● **Set task**: Please copy each of the following lines word for word.

● **Recorded data**:
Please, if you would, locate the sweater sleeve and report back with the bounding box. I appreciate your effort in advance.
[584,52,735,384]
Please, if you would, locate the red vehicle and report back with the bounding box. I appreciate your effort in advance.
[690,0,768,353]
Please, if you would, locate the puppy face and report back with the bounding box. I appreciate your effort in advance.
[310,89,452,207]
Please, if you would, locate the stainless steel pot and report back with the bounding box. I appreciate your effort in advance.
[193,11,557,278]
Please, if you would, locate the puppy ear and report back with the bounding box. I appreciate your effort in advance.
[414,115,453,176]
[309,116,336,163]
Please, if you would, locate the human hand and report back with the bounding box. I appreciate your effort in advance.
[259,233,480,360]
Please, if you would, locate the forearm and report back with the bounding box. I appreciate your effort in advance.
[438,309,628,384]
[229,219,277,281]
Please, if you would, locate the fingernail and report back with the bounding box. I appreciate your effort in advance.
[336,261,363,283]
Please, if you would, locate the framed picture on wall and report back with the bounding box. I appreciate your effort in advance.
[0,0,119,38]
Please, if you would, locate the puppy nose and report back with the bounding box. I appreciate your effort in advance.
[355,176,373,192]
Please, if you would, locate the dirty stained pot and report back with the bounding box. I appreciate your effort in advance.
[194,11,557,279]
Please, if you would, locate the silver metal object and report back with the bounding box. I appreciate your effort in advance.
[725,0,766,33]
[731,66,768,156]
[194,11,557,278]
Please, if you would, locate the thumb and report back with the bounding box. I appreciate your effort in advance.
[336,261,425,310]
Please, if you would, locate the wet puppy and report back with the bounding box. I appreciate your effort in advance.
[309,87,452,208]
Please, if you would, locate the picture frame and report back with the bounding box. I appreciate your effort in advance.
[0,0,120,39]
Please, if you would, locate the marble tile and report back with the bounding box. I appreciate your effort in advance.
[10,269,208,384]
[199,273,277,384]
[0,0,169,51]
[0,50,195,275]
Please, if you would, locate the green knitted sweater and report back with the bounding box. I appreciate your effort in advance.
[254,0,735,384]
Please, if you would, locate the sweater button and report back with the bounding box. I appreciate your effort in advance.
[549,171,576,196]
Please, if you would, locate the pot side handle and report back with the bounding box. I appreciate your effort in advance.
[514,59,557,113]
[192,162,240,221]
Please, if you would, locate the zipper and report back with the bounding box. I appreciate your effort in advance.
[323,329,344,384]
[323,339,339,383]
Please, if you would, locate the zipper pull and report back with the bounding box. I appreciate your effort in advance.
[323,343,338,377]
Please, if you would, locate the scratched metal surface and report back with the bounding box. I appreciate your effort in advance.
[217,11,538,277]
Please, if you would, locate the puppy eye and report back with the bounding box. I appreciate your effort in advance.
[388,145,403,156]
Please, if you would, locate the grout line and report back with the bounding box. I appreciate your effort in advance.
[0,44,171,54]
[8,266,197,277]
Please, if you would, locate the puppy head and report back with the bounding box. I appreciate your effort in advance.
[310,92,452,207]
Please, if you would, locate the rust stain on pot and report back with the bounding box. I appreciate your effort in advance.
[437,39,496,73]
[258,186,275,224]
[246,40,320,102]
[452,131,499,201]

● **Worked answer**:
Please, if you would, locate the sweater sleeve and report back with the bounding box. I appreciate your effort in advance.
[584,52,735,384]
Please, if you would, locate the red vehicle and report back with the bounding box. I appreciate your effort in advance.
[690,0,768,353]
Please, if you would, locate the puppy face and report back with the bounding box. I appreciate your effort in advance.
[310,89,452,207]
Please, if you would, locate the stainless steel pot and report back with the bounding box. I appreciate your effort in advance.
[193,11,557,278]
Please, if you would, locate the puppy ear and report back with the bounding box. I appreciate your effort in advance.
[414,115,453,176]
[309,116,336,163]
Please, if you would, locate the human hand and report back with the bounding box. I appreciate your effort in advance.
[259,233,480,360]
Please, if you would, locate the forearm and report back with the bounding box. I appreciate your effort in advance.
[438,309,628,384]
[229,219,277,281]
Please, if you would, locate the fingernail and report back with the bounding box. I appreciate your effort in advance.
[336,261,363,283]
Please, if you would, locate the framed picture on wall and report back with the bounding box. I appreciate your effort in advance.
[0,0,119,38]
Please, if you would, locate the puppy nose and report back with the bounding box. I appreciate your effort in advance.
[355,176,373,192]
Please, if you would, locate the dirty stained pot and report back with the bounding box. I appreciate your effort in advance.
[194,11,557,279]
Please, if you would, locate the silver metal object and report back with the bounding box. I appreciate your effort in advance.
[725,0,766,33]
[731,66,768,156]
[194,11,557,278]
Please, if you would, locate the thumb and report back with the bounding box. I appreciate your effort in advance.
[336,261,425,310]
Please, if you would, locate the wet puppy and report back with the bounding box. I appreciate your effort in advance.
[309,87,452,208]
Please, if you would, locate the picture frame and report back with the bounding box. I appreciate your effort in advance.
[0,0,120,39]
Please, if you would, locate the marble tile and report back with the bounding box. I appreciate your effort in advance.
[10,269,208,384]
[199,273,277,384]
[0,0,169,51]
[0,50,195,275]
Please, if you would, locate the green knitted sweater and report back with the bounding box. I appreciate your effort in advance.
[254,0,735,384]
Please, if you would, locate the sweater button and report back with the bounding box. I appreciate your effort in advance.
[549,171,576,196]
Please, if you would, locate the pot side handle and report back with the bounding box. I appreciate your effort in advance.
[514,59,557,113]
[192,162,240,221]
Please, if you would, locate the zipper and report back with the bounding box. I appreciate your effort in advance.
[323,329,344,384]
[323,339,339,383]
Please, if you would, locate the zipper pull and report back with the bounding box. I appreciate your effort in advance.
[323,343,338,377]
Please, if you would, locate the scratched metal surface and report back with the bounding box. I appreciate your effort in advance.
[217,11,538,277]
Please, if you would, locate the puppy eye and report back with the bounding box. I appreciate your effort in advance.
[388,145,403,156]
Please, if you would, locate the grout line and report back with the bounding box. I appreciate your effort in advance.
[0,44,171,54]
[8,266,197,277]
Please, if you would, locate the puppy head and report back with the bounding box. I appreciate your effort in advance.
[310,92,452,207]
Please, if you would, locate the rust stain on pot and report back with the bounding box. I appreciate your effort in advance.
[437,39,496,73]
[258,186,275,224]
[246,40,320,102]
[452,131,499,201]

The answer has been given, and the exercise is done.